> **DIRECTIONS**:
Each line from the line containing "TARGET = tree" through the last line of the entries is to be reproduced exactly as it stands.

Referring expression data
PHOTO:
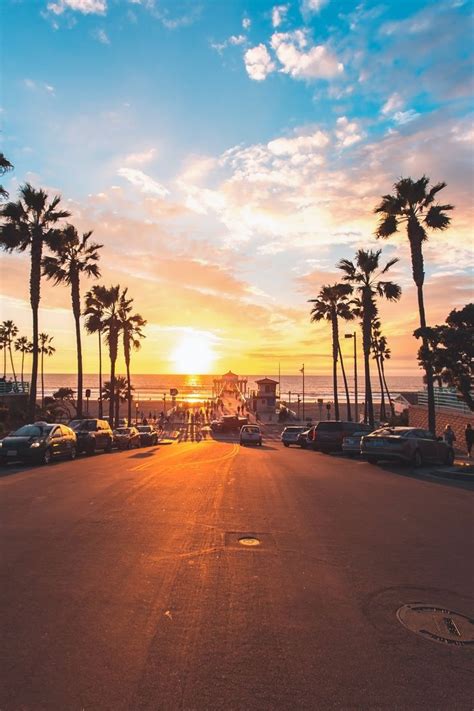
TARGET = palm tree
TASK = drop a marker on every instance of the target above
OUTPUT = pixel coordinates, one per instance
(332, 303)
(31, 223)
(23, 346)
(74, 256)
(118, 394)
(131, 326)
(413, 203)
(364, 276)
(94, 306)
(46, 349)
(9, 332)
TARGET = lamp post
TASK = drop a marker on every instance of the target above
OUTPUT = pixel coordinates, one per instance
(354, 336)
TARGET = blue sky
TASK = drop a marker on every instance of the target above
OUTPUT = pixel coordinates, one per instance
(240, 147)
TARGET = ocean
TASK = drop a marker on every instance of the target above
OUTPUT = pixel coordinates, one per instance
(199, 387)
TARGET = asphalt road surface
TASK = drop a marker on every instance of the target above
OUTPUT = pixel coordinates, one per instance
(124, 584)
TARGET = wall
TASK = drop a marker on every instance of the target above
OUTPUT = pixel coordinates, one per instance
(418, 417)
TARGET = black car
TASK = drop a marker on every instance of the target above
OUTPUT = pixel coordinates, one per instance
(92, 435)
(38, 443)
(148, 435)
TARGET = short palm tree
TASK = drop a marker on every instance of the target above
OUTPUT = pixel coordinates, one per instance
(30, 224)
(94, 306)
(364, 276)
(46, 349)
(23, 346)
(73, 256)
(9, 333)
(131, 326)
(413, 203)
(332, 303)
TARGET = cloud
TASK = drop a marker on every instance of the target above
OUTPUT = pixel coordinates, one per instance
(393, 103)
(302, 61)
(347, 132)
(86, 7)
(279, 14)
(258, 62)
(403, 117)
(143, 182)
(140, 158)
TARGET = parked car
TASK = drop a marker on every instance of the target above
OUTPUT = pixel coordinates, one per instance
(327, 436)
(351, 443)
(290, 435)
(406, 444)
(148, 435)
(92, 435)
(127, 437)
(251, 434)
(39, 443)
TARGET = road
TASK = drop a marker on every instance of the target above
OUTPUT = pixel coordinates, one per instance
(124, 585)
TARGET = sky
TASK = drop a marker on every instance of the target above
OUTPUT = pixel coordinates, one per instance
(228, 153)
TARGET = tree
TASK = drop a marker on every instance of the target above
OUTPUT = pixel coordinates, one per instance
(94, 305)
(413, 203)
(9, 332)
(46, 349)
(364, 276)
(450, 351)
(131, 327)
(74, 256)
(23, 346)
(31, 223)
(118, 393)
(332, 303)
(5, 166)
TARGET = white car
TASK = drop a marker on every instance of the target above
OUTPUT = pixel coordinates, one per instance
(251, 434)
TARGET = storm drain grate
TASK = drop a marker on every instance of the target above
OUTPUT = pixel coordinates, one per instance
(438, 624)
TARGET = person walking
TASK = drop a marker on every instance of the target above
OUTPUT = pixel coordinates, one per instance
(469, 435)
(449, 436)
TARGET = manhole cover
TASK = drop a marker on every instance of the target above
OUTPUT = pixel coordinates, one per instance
(437, 624)
(249, 541)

> **REPLY TO THE TASK**:
TARGET = tree
TASK = drop a marker on every instance of the target above
OUTPUT = pixel coordinates, one per instance
(94, 305)
(413, 203)
(9, 332)
(46, 349)
(364, 276)
(450, 351)
(131, 327)
(74, 256)
(23, 346)
(31, 223)
(118, 393)
(332, 303)
(5, 166)
TARGET = white car
TASK = drop a marker on every instance of the target above
OUTPUT = pixel coordinates, one per instance
(251, 434)
TARGET = storm drain grate
TASK = drop a marker on every instance of the target above
OUTPUT = pixel coordinates, one per instance
(438, 624)
TARGET = person walking
TASK = drop a marker on every instance of the target above
OUTPUT = pixel coordinates, one per instance
(469, 435)
(449, 436)
TARGET = manhole cover
TASK = drop a marker on every instance of the target above
OUTPUT = pixel coordinates, one per instance
(437, 624)
(249, 541)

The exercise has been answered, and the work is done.